AIM OF THE EXERCISE: Extract the run of lines that starts at the top of the records below and ends at the line with "x=173 y=167", keeping both ends and excluding pictures.

PROVIDED MATERIAL:
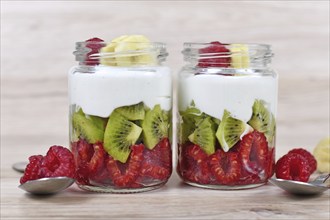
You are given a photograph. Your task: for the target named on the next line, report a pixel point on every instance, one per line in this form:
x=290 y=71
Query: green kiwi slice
x=155 y=126
x=204 y=135
x=263 y=120
x=230 y=131
x=188 y=124
x=90 y=127
x=120 y=134
x=133 y=112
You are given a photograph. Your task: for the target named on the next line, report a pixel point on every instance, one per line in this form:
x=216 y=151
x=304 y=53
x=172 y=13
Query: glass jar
x=227 y=100
x=120 y=116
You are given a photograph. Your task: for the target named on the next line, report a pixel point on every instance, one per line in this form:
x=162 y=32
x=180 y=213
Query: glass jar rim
x=218 y=54
x=128 y=49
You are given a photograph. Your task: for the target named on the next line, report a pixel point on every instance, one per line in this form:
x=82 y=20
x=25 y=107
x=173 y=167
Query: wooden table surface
x=37 y=40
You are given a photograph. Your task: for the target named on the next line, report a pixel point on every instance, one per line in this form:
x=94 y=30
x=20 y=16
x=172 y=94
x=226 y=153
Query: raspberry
x=127 y=176
x=254 y=152
x=83 y=152
x=310 y=158
x=90 y=162
x=271 y=163
x=157 y=162
x=216 y=49
x=97 y=161
x=95 y=44
x=59 y=161
x=194 y=165
x=293 y=166
x=32 y=169
x=226 y=167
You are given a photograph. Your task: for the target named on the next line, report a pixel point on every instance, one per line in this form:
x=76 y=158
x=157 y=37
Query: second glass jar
x=227 y=100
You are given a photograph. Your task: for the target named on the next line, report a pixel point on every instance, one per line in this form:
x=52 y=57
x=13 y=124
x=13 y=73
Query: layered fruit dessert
x=226 y=121
x=120 y=116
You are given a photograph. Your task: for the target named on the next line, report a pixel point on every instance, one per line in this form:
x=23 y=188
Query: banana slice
x=125 y=44
x=322 y=155
x=240 y=56
x=134 y=43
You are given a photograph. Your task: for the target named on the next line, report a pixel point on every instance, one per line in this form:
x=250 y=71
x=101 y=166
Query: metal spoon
x=301 y=188
x=43 y=186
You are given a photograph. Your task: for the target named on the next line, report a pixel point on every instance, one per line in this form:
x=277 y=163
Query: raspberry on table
x=32 y=169
x=226 y=167
x=293 y=166
x=58 y=161
x=310 y=158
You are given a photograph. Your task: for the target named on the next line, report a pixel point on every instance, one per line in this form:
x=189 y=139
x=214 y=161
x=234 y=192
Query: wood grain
x=37 y=40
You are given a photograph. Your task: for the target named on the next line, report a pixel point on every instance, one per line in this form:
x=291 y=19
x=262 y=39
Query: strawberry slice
x=254 y=152
x=193 y=166
x=125 y=176
x=226 y=167
x=157 y=163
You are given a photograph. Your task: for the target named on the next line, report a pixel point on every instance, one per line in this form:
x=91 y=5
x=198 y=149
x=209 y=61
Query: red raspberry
x=157 y=163
x=310 y=158
x=90 y=162
x=194 y=165
x=59 y=161
x=293 y=167
x=127 y=177
x=32 y=169
x=216 y=49
x=95 y=44
x=83 y=152
x=97 y=161
x=271 y=163
x=226 y=167
x=253 y=150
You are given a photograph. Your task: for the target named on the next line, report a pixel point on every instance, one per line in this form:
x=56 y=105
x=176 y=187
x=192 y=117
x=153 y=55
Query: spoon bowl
x=302 y=188
x=45 y=186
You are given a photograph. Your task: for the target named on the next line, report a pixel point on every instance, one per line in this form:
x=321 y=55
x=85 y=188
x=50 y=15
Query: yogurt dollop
x=108 y=88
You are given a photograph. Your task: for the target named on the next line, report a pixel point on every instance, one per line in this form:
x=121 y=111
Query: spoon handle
x=320 y=180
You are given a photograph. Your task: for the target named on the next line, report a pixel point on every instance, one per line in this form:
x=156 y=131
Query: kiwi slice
x=188 y=124
x=263 y=120
x=132 y=112
x=120 y=134
x=204 y=135
x=155 y=126
x=230 y=131
x=90 y=127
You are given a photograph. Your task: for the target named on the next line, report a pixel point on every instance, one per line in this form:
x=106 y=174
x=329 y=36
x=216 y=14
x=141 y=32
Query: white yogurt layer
x=213 y=94
x=108 y=88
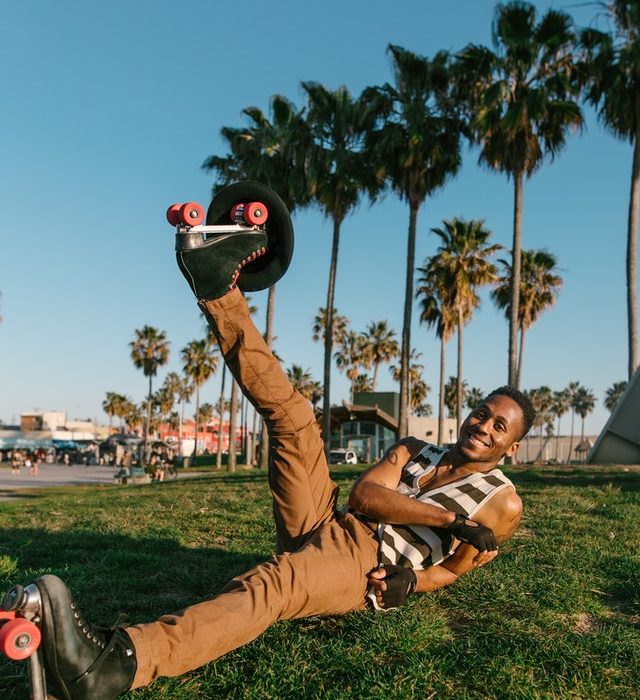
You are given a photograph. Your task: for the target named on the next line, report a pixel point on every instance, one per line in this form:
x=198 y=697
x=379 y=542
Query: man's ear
x=512 y=449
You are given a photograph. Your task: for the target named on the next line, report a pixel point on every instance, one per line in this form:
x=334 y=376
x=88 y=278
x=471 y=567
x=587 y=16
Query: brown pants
x=322 y=559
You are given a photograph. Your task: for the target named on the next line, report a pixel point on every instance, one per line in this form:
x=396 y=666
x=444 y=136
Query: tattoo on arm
x=392 y=456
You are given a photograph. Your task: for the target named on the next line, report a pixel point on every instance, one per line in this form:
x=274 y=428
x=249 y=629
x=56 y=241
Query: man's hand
x=471 y=532
x=392 y=584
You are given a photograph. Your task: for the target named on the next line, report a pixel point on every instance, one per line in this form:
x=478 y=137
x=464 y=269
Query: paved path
x=51 y=475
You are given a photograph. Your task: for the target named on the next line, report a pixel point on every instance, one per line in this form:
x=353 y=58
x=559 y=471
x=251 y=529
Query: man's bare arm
x=375 y=495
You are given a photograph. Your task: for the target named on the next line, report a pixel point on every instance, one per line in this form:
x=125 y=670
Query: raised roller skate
x=246 y=240
x=42 y=623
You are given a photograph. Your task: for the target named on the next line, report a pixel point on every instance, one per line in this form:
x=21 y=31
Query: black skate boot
x=254 y=258
x=82 y=662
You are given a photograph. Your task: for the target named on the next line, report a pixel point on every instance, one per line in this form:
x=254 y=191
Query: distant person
x=418 y=519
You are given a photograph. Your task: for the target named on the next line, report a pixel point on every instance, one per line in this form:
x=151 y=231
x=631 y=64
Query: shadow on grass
x=583 y=476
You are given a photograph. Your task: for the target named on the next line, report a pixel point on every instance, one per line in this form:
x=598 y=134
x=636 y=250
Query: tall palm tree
x=462 y=257
x=613 y=87
x=539 y=287
x=614 y=394
x=351 y=355
x=561 y=404
x=474 y=397
x=149 y=351
x=382 y=346
x=271 y=149
x=572 y=391
x=110 y=406
x=451 y=395
x=584 y=403
x=300 y=380
x=520 y=108
x=433 y=296
x=542 y=400
x=340 y=326
x=199 y=362
x=337 y=175
x=417 y=149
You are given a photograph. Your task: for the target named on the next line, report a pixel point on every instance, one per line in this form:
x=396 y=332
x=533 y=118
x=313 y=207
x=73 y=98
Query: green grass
x=556 y=615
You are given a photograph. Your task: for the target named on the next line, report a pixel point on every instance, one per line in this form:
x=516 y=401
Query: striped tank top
x=419 y=546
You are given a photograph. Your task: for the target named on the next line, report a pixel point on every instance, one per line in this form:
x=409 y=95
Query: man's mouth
x=476 y=441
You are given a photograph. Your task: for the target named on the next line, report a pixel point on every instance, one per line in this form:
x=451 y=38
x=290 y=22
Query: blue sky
x=109 y=110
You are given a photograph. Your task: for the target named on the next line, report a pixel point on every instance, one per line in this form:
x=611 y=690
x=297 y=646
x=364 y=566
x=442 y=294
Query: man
x=328 y=562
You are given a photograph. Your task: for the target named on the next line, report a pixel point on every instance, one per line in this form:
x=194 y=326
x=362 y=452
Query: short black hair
x=528 y=411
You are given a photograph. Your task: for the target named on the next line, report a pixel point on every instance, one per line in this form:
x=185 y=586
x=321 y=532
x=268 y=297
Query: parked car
x=343 y=455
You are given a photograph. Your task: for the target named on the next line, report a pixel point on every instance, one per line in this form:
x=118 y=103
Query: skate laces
x=117 y=635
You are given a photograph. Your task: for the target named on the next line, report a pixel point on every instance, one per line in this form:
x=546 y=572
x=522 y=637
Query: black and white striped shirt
x=419 y=546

SOLUTION TO THIS TASK:
You are given a photograph. Your task: for the target named on the next line, report a pixel point on every instance, one per line in this form:
x=290 y=71
Query: green kiwi slice
x=155 y=126
x=204 y=135
x=263 y=120
x=230 y=131
x=188 y=124
x=90 y=127
x=120 y=134
x=133 y=112
You are given a photograph. Your task: for the target named on the next line, report a pixel point on every instance, one per line in this form:
x=216 y=151
x=304 y=53
x=172 y=13
Query: glass jar
x=227 y=100
x=120 y=116
You are given a photograph. Your task: for the target named on the next line, report a pixel point on every instance, one per line in this form:
x=162 y=32
x=180 y=213
Query: glass jar rim
x=218 y=54
x=128 y=49
You are given a photograph. Your task: for the target named on the next line, report a pixel point on every instance, one per line in this form:
x=82 y=20
x=25 y=107
x=173 y=167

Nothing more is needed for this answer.